*What the task asks:* Reproduce every one of the entries below word for word, leaving the pictures out of your answer.

# # # # #

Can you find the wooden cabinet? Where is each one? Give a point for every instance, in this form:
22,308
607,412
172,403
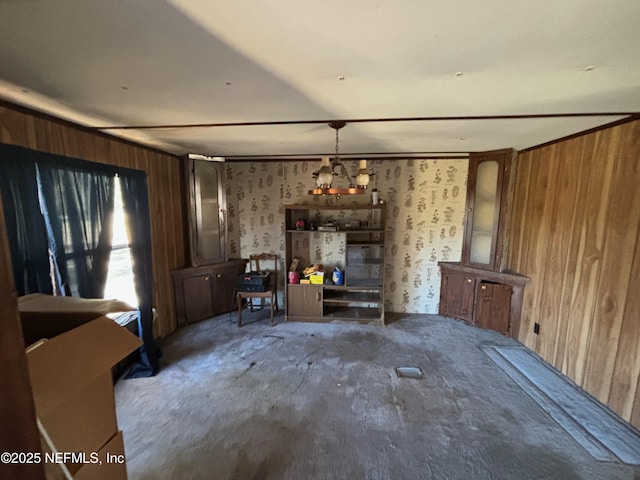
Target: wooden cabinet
487,299
460,304
206,291
489,194
207,212
478,289
493,306
350,237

# # # # #

*Answer for this exercise:*
Can you find the wooden cabinet? Where is each one? Give a point for every instance, in this form:
22,308
607,412
172,403
Target: wooden cabinet
487,299
460,304
206,291
489,194
207,212
478,289
493,306
350,237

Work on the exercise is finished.